**Task to carry out**
In the news release on the Cultural Foods class, rewrite the paragraph that begins "Instructor Joan Quinn" as a short bulleted list that keeps its main facts.

**Document passage**
Contact: Mark McGowan, NIU Office of Public Affairs
(815) 753-9472
April 7, 2004
DeKalb — Sixteen students in the Northern Illinois University School of Family, Consumer and Nutrition Sciences are taking an international journey of the taste buds this semester in “Cultural Foods,” an elective offered for the first time in years.
The classmates learn about various cultures of the world and their cuisine, and spend their Thursday nights either cooking and eating the topic du jour or visiting one of the area’s many ethnic restaurants for a chef-prepared meal with explanations of each dish and stories from the homelands.
“It’s a very popular class. It sounds like they’re having a lot of fun, and I’m sure they’re learning a lot, too. There are just so many more types of foods than most people have experienced by the time they get to college,” said Laura Smart, acting chair of the school inside the NIU College of Health and Human Sciences.
“There are a lot of restaurants where people can go to sample things, but here our students are learning how to make the foods and about the nutritional values of the foods,” Smart added. “Our students will be serving diverse clients, and I think most people today are interested in trying new foods from different cultures.”
Instructor Joan Quinn, coordinator of the FCNS food systems labs, said the growing popularity of the hospitality major persuaded the provost’s office to fund an additional class in the school. Cultural Foods, listed in the catalogue for years but rarely offered, got the nod. It’s provided a smorgasbord of new tastes, even for Quinn, who considers her palate well-versed.

**Given data**

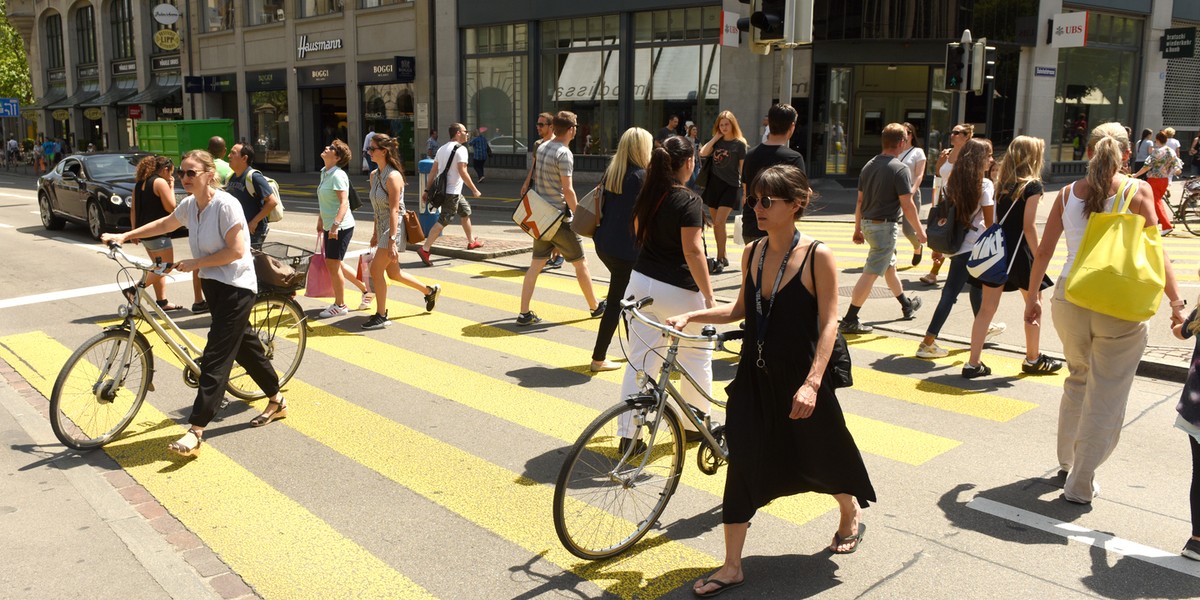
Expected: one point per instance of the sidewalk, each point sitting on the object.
(94, 531)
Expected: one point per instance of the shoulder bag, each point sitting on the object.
(1119, 268)
(990, 257)
(588, 213)
(437, 190)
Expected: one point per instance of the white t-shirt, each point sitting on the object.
(207, 234)
(977, 226)
(454, 180)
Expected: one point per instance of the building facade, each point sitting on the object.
(297, 73)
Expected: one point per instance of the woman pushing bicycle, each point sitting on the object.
(785, 432)
(220, 245)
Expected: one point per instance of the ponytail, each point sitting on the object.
(660, 180)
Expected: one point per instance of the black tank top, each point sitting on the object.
(147, 203)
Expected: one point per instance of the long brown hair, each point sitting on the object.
(391, 147)
(1108, 145)
(965, 185)
(660, 180)
(151, 165)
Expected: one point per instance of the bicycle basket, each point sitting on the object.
(281, 267)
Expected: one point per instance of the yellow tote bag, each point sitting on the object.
(1119, 269)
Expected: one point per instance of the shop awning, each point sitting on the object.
(155, 93)
(85, 93)
(120, 90)
(51, 97)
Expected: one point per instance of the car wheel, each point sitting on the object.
(95, 220)
(49, 220)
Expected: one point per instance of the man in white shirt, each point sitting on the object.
(366, 149)
(454, 154)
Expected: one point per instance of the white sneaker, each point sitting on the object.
(931, 351)
(367, 298)
(335, 310)
(994, 330)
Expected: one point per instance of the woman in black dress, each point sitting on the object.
(786, 432)
(1019, 189)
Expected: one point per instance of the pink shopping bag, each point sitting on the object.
(318, 283)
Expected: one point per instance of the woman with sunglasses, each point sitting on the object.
(335, 222)
(786, 432)
(959, 136)
(154, 197)
(388, 201)
(220, 246)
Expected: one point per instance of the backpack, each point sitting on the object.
(276, 214)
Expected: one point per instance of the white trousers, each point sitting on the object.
(647, 348)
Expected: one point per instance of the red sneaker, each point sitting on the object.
(425, 257)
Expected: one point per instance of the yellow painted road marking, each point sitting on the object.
(289, 552)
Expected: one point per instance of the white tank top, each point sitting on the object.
(1074, 223)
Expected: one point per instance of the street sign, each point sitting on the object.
(10, 107)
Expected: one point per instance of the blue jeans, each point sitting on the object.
(955, 279)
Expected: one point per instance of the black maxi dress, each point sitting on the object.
(772, 455)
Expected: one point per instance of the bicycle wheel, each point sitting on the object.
(100, 389)
(604, 499)
(279, 323)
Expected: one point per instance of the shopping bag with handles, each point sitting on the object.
(1119, 268)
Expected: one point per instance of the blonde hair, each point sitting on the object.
(1021, 166)
(635, 148)
(205, 160)
(1108, 145)
(733, 124)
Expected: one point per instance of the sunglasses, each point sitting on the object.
(766, 201)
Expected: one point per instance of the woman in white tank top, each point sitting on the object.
(1102, 352)
(959, 136)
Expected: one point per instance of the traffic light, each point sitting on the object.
(765, 24)
(983, 65)
(955, 66)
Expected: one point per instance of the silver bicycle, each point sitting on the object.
(627, 463)
(102, 385)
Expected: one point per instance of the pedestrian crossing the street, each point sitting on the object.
(459, 420)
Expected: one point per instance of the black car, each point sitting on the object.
(95, 190)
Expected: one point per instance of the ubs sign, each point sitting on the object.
(305, 46)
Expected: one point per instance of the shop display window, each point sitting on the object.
(261, 12)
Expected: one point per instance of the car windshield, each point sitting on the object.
(115, 166)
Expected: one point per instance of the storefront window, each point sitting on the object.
(581, 73)
(1096, 84)
(318, 7)
(497, 85)
(389, 109)
(217, 15)
(269, 127)
(259, 12)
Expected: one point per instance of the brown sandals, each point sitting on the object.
(270, 415)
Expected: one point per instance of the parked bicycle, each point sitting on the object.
(627, 463)
(102, 385)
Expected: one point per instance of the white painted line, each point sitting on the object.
(1083, 535)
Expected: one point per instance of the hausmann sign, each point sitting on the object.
(322, 46)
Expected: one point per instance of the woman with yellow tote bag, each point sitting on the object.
(1102, 341)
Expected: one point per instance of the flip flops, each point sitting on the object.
(857, 539)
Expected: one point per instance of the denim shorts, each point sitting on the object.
(881, 239)
(156, 244)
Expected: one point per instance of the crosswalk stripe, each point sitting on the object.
(270, 555)
(1000, 364)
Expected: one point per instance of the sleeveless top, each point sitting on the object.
(381, 204)
(1074, 223)
(147, 203)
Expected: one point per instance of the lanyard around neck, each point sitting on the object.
(765, 316)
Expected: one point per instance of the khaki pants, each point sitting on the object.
(1102, 358)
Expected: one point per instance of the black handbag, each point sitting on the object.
(943, 232)
(838, 371)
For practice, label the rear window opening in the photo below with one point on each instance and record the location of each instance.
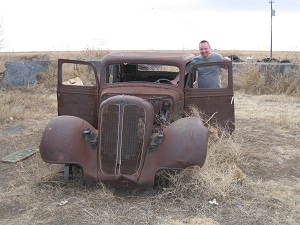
(116, 73)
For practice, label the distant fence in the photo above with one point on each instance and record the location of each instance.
(25, 73)
(282, 69)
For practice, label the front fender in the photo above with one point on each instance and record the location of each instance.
(184, 144)
(63, 143)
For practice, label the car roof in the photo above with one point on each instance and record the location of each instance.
(168, 58)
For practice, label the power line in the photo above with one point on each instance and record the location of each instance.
(272, 14)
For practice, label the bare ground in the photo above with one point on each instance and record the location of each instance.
(253, 175)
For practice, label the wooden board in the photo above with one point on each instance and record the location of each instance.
(19, 155)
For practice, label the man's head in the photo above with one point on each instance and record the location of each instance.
(204, 49)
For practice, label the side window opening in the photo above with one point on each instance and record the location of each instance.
(192, 79)
(78, 75)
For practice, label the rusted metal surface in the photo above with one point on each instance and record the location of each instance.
(125, 131)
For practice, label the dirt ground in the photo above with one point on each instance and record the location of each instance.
(253, 175)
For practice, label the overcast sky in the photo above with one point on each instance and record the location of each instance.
(36, 25)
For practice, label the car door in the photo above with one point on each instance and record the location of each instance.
(78, 90)
(216, 105)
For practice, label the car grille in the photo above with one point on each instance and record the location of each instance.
(122, 135)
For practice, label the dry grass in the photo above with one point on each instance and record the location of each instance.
(252, 79)
(253, 175)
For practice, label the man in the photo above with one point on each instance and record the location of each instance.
(208, 76)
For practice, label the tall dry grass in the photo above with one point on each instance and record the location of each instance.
(254, 79)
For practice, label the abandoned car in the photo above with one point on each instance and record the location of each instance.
(124, 121)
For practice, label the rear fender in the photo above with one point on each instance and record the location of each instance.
(63, 143)
(184, 144)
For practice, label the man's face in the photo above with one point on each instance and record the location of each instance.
(204, 50)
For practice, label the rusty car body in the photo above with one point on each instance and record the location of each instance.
(127, 122)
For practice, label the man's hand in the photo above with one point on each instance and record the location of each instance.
(227, 59)
(174, 82)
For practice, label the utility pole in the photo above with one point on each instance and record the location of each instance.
(272, 14)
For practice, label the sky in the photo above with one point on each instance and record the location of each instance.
(59, 25)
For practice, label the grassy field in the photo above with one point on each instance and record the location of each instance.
(253, 175)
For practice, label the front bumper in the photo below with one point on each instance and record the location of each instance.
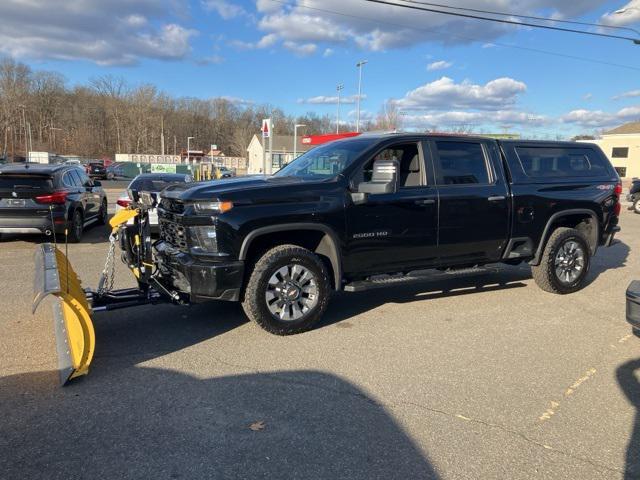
(32, 224)
(633, 304)
(200, 280)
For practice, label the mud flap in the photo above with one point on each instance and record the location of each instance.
(75, 336)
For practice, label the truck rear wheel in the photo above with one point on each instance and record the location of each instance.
(288, 290)
(565, 262)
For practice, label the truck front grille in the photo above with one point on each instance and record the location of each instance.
(171, 205)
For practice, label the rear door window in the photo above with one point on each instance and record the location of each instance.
(25, 182)
(461, 163)
(560, 162)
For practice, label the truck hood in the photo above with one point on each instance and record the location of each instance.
(219, 188)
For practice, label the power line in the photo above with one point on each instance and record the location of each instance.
(508, 22)
(465, 37)
(529, 17)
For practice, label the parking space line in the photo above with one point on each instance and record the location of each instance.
(555, 405)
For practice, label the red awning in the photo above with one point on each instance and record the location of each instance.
(330, 137)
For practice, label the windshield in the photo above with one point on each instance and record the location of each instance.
(325, 161)
(147, 184)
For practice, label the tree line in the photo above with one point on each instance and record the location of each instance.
(40, 112)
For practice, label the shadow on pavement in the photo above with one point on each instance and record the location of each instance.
(628, 375)
(152, 423)
(609, 258)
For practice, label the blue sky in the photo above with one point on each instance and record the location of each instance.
(442, 72)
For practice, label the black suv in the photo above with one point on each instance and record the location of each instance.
(97, 170)
(378, 210)
(39, 198)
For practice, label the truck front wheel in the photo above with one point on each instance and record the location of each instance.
(288, 290)
(565, 262)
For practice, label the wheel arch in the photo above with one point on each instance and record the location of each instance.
(573, 218)
(327, 243)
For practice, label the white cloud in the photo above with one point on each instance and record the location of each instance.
(225, 9)
(380, 27)
(601, 119)
(211, 60)
(446, 94)
(91, 30)
(629, 94)
(439, 65)
(300, 49)
(237, 100)
(330, 100)
(455, 118)
(625, 15)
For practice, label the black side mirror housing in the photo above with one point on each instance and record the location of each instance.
(384, 178)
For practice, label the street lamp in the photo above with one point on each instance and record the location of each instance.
(339, 88)
(295, 138)
(359, 65)
(189, 148)
(53, 136)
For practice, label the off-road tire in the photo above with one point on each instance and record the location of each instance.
(75, 233)
(544, 274)
(255, 303)
(103, 215)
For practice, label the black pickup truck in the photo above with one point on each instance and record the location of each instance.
(372, 210)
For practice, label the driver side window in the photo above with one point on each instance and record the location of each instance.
(411, 165)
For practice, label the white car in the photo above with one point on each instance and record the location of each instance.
(153, 183)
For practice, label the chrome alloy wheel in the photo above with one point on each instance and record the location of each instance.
(291, 292)
(569, 262)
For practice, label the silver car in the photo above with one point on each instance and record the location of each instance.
(153, 183)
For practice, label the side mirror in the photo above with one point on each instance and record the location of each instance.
(384, 178)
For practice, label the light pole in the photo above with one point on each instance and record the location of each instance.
(295, 138)
(53, 136)
(24, 121)
(359, 65)
(189, 148)
(339, 88)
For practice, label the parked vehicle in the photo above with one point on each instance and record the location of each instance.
(634, 195)
(41, 198)
(115, 171)
(97, 170)
(226, 172)
(371, 211)
(365, 212)
(152, 183)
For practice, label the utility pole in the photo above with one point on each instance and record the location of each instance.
(24, 122)
(189, 148)
(359, 65)
(162, 135)
(339, 88)
(295, 139)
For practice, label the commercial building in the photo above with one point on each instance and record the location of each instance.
(282, 153)
(622, 146)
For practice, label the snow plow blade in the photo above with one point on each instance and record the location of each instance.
(75, 337)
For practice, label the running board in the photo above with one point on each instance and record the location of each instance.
(381, 281)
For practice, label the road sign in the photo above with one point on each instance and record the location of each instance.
(266, 128)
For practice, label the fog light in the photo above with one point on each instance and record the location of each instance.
(206, 238)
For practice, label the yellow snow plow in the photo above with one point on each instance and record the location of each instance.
(75, 306)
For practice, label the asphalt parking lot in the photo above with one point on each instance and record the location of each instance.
(477, 377)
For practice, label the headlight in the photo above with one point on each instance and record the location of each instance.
(205, 239)
(210, 208)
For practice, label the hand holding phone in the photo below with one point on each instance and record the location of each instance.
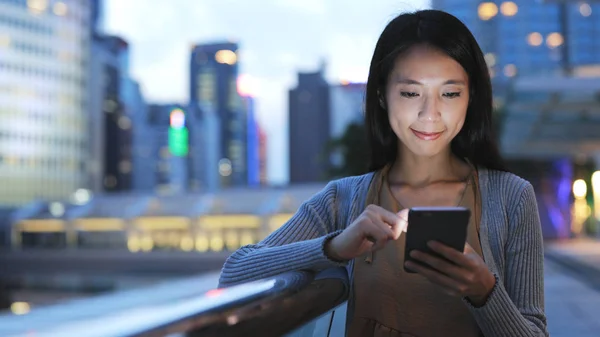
(438, 256)
(447, 225)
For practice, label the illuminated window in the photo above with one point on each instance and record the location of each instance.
(509, 8)
(490, 59)
(535, 39)
(585, 9)
(510, 70)
(226, 57)
(37, 6)
(487, 10)
(554, 40)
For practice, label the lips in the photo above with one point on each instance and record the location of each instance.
(427, 135)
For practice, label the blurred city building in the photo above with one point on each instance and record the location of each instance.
(262, 156)
(346, 107)
(44, 138)
(528, 38)
(110, 126)
(214, 88)
(309, 127)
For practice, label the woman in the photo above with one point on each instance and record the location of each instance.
(428, 118)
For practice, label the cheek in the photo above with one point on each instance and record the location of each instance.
(404, 111)
(455, 117)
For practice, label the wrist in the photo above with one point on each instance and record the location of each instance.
(330, 251)
(490, 285)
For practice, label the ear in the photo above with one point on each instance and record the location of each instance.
(381, 99)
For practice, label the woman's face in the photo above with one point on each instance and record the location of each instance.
(427, 98)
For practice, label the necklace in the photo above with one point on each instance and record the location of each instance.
(467, 180)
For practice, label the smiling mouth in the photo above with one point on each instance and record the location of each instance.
(427, 135)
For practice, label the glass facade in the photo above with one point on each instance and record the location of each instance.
(44, 51)
(525, 37)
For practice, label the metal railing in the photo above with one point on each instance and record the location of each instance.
(292, 304)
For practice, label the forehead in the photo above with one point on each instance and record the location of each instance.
(425, 62)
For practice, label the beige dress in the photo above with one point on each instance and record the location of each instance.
(390, 302)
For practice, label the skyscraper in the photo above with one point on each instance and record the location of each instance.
(309, 131)
(111, 115)
(213, 86)
(532, 37)
(43, 99)
(252, 143)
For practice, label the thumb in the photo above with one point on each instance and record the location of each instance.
(403, 223)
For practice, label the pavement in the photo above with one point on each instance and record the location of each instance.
(572, 284)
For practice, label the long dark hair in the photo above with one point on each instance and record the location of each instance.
(445, 32)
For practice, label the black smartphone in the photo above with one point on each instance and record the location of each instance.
(447, 225)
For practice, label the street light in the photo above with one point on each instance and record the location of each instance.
(563, 15)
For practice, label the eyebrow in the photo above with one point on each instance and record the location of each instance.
(409, 81)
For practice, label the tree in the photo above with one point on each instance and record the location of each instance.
(349, 154)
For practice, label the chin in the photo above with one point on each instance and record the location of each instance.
(425, 151)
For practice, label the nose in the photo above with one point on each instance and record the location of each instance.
(430, 110)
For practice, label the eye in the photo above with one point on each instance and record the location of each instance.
(452, 94)
(408, 94)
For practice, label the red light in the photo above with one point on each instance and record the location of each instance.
(214, 292)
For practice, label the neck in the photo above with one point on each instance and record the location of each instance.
(417, 171)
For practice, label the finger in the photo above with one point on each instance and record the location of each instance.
(389, 219)
(377, 235)
(436, 277)
(387, 229)
(468, 248)
(403, 224)
(449, 253)
(439, 264)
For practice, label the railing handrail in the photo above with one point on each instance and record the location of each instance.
(269, 307)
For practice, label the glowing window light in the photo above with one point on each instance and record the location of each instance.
(596, 193)
(535, 39)
(585, 9)
(226, 57)
(487, 10)
(509, 8)
(202, 243)
(554, 40)
(20, 308)
(579, 189)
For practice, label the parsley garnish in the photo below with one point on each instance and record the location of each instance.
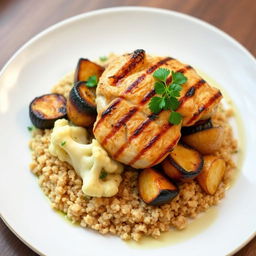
(103, 58)
(92, 81)
(169, 93)
(103, 175)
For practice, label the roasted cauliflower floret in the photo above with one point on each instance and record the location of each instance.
(100, 174)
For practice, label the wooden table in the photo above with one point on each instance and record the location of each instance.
(22, 19)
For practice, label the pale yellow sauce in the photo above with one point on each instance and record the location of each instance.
(237, 126)
(206, 219)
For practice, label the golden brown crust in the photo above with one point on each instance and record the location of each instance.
(143, 140)
(123, 215)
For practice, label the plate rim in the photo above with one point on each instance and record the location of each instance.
(103, 11)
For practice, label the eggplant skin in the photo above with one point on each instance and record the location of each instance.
(212, 174)
(206, 141)
(46, 109)
(176, 171)
(154, 188)
(83, 104)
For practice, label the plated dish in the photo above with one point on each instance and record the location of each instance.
(112, 158)
(43, 61)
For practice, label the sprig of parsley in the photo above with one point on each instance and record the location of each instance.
(92, 81)
(169, 93)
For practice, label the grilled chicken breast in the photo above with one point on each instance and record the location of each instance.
(126, 127)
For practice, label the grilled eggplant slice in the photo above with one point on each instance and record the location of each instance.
(46, 109)
(154, 188)
(81, 106)
(199, 126)
(183, 163)
(86, 68)
(212, 174)
(206, 141)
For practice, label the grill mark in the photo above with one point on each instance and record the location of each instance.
(168, 149)
(135, 134)
(137, 57)
(119, 124)
(191, 91)
(106, 112)
(149, 71)
(143, 125)
(182, 70)
(147, 97)
(205, 106)
(150, 144)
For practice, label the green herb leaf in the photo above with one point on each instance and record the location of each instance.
(175, 118)
(103, 175)
(174, 103)
(174, 90)
(178, 78)
(92, 81)
(103, 58)
(154, 104)
(169, 93)
(159, 87)
(161, 74)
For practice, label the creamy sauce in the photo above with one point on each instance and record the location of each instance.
(173, 237)
(206, 219)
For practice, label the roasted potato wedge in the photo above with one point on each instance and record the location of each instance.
(81, 106)
(205, 141)
(46, 109)
(154, 188)
(199, 126)
(212, 174)
(183, 163)
(86, 68)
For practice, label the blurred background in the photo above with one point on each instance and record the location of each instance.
(22, 19)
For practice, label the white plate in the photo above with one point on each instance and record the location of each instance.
(50, 55)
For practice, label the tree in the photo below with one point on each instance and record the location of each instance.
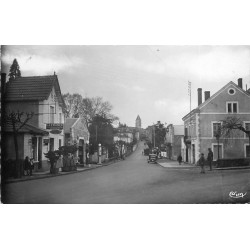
(87, 108)
(231, 124)
(95, 106)
(14, 70)
(73, 104)
(159, 134)
(101, 131)
(16, 120)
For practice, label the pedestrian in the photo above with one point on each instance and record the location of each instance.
(179, 159)
(31, 166)
(27, 165)
(202, 163)
(210, 158)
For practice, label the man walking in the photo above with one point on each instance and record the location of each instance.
(210, 158)
(201, 163)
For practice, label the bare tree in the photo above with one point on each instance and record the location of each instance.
(17, 120)
(73, 103)
(90, 107)
(87, 108)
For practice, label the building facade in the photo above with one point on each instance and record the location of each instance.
(173, 140)
(40, 96)
(203, 123)
(76, 132)
(138, 122)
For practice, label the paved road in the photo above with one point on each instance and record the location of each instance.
(134, 181)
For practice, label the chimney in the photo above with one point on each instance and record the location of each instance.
(199, 96)
(240, 82)
(207, 95)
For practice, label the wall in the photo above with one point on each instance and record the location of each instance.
(44, 110)
(25, 106)
(216, 111)
(10, 147)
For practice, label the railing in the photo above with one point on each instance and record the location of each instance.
(58, 126)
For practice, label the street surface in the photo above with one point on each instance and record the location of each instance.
(134, 181)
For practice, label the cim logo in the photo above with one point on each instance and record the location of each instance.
(235, 194)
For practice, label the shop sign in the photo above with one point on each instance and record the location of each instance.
(54, 126)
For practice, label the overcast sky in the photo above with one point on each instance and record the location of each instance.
(150, 81)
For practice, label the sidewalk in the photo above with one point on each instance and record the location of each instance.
(47, 174)
(167, 163)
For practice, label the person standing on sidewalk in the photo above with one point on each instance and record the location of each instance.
(202, 163)
(210, 158)
(179, 159)
(27, 166)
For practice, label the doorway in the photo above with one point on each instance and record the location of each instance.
(193, 153)
(218, 153)
(40, 152)
(51, 144)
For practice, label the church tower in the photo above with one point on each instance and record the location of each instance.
(138, 122)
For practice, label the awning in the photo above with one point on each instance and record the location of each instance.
(26, 129)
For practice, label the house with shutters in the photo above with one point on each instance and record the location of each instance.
(40, 95)
(76, 133)
(202, 124)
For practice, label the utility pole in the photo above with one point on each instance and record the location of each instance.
(154, 134)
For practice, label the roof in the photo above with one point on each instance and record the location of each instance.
(69, 122)
(33, 88)
(213, 96)
(27, 128)
(178, 129)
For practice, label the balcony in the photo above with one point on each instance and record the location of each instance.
(55, 128)
(187, 139)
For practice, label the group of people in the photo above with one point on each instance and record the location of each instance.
(201, 161)
(28, 166)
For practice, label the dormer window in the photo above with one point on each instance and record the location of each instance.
(232, 107)
(231, 91)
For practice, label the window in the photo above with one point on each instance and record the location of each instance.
(52, 111)
(232, 107)
(60, 117)
(247, 151)
(231, 91)
(216, 128)
(218, 152)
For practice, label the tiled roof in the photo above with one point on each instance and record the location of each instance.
(69, 122)
(30, 88)
(27, 128)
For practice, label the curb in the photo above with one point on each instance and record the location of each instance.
(57, 175)
(228, 168)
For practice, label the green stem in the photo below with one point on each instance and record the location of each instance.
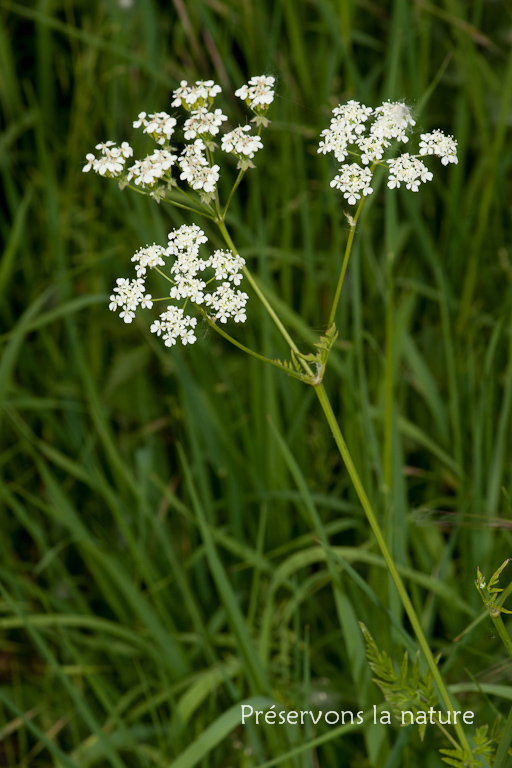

**Output for this exercise**
- Joan Quinn, coordinator of the FCNS food systems labs, is the instructor.
- The growing popularity of the hospitality major persuaded the provost's office to fund an additional class in the school.
- Cultural Foods, listed in the catalogue for years but rarely offered, was the class selected.
- The class has provided many new tastes, even for Quinn, who considers her palate well-versed.